* _ИСХОДНЫЙ ТЕКСТ_
В последнее время проблемы глобализации стали одной из популярных в нашей журналистике. Вопрос о том, как отражаются процессы глобализации на национальных экономиках обсуждается в Европе уже давно. И не только обсуждается: мы неоднократно видели многотысячные акции антиглобалистов в Европе.
Сейчас идет речь о вступлении России в ближайшие годы во Всемирную Торговую Организацию, что приведет к еще большему влиянию мировых экономических процессов на нашу страну.
С просьбой рассказать о проблемах, связанных с этими процессами мы обратились к Борису Кагарлицкому.
- Борис Юльевич, сейчас довольно много пишут о глобализации, ее негативном влиянии на экономику отдельных стран. В это же время постоянно идет речь о включении российской экономики в общий экономический процесс, о вступлении во Всемирную торговую организацию. Как влияет глобализация на российский бизнес?
- Во-первых, надо уточнить: какой именно бизнес. Российский бизнес, как и любое предпринимательство в мире, неоднослоен и неоднороден. Я думаю, что он делится как раз, в том числе, и по отношению к процессу глобализации.

* _МАТЕРИАЛ_
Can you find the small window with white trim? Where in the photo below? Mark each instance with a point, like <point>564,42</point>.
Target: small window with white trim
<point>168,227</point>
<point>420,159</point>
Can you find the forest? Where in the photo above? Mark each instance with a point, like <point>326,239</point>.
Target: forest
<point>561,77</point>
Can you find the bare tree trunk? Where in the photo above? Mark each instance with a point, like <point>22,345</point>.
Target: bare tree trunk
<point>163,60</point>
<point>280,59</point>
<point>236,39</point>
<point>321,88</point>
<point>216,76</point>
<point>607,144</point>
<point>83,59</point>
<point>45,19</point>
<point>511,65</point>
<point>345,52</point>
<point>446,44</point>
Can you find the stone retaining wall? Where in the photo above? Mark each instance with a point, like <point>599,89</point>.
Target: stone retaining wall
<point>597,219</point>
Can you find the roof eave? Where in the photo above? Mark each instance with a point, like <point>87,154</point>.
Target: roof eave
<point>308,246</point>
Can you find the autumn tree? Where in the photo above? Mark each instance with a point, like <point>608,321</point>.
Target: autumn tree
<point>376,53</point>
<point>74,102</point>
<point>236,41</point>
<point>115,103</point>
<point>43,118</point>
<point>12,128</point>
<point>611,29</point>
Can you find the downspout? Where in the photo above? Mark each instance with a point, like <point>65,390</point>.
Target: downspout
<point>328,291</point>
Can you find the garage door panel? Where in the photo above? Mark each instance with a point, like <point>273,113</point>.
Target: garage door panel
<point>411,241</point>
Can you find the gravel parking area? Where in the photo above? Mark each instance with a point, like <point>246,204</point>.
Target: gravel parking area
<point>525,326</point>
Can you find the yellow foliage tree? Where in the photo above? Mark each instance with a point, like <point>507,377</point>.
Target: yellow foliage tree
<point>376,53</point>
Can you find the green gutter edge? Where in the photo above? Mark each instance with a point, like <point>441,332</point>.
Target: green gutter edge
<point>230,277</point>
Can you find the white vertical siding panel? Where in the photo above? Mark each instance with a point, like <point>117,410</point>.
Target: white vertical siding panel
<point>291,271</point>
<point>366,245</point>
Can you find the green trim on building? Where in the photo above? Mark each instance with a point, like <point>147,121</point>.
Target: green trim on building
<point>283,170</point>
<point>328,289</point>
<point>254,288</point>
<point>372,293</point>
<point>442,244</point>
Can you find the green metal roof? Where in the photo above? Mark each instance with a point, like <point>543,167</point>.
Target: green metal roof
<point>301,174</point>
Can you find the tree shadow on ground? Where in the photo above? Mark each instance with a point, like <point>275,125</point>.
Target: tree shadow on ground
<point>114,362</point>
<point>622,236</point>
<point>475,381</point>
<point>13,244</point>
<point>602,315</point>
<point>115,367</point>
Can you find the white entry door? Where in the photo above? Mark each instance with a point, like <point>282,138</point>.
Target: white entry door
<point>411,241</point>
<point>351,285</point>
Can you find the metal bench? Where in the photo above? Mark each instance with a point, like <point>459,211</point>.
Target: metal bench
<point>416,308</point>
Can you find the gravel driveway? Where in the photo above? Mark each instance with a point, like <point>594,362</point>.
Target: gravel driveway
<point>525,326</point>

* _ЗАДАНИЯ_
- 1) Воспроизведите без изменений отрывок текста о глобализации от слов «- Борис Юльевич, сейчас» до слов «к процессу глобализации.» включительно.
- 2) Выпишите из текста о глобализации все названия стран, частей света и организаций.
- 3) Продолжите текст о глобализации, начав сразу после его последнего предложения.

* _ОТВЕТЫ_
- 1)
- Борис Юльевич, сейчас довольно много пишут о глобализации, ее негативном влиянии на экономику отдельных стран. В это же время постоянно идет речь о включении российской экономики в общий экономический процесс, о вступлении во Всемирную торговую организацию. Как влияет глобализация на российский бизнес?
- Во-первых, надо уточнить: какой именно бизнес. Российский бизнес, как и любое предпринимательство в мире, неоднослоен и неоднороден. Я думаю, что он делится как раз, в том числе, и по отношению к процессу глобализации.

- 2) Европа, Россия, Всемирная торговая организация

- 3)
Допустим, если взять крупные российские компании, прежде всего, конечно, нефтяные и ресурсные (собственно, у нас все остальные компании не такие крупные), то многие из них уже входят в категорию транснациональных корпораций. Причем, как ни парадоксально, даже нефтяные компании в меньшей степени, чем, допустим, «Норильский никель» или «Интеррос». Последние не являются нефтяными.
- Но они тоже сырьевые...
- Да, они тоже сырьевые. Повторюсь: все наши крупные компании сырьевые. Но именно не нефтяные сырьевые компании гораздо быстрее транснационализируются, чем собственно нефтяные. При этом они находятся, как правило, на гораздо более сложном мировом рынке. То есть, если нефтяной рынок на самом деле достаточно политизирован и его существование в очень большой степени зависит от связей между корпорациями и государствами, то компании второго ряда, тоже сырьевые, простраивают свою стратегию в основном за счет интеграции с теми или иными предприятиями за границей. При этом как на Западе, так и в странах третьего мира.
Это – один аспект проблемы. Если взять бизнес помельче и далее, вплоть до малого бизнеса, то картина будет несколько другая. Здесь зависимость от глобализации очень велика, но люди в данном случае являются просто заложниками неких мировых процессов.
Самый простой пример такой зависимости, который все прекрасно знают и который у нас до конца так и не продуман: это наш знаменитый дефолт. Конечно, дефолт был в большей мере продуктом наших собственных внутренних трудностей (это все помнят). Но, тем не менее, бомба бы не взорвалась, во всяком случае, взорвалась бы не тогда и не так, если бы не азиатский кризис 97-го года.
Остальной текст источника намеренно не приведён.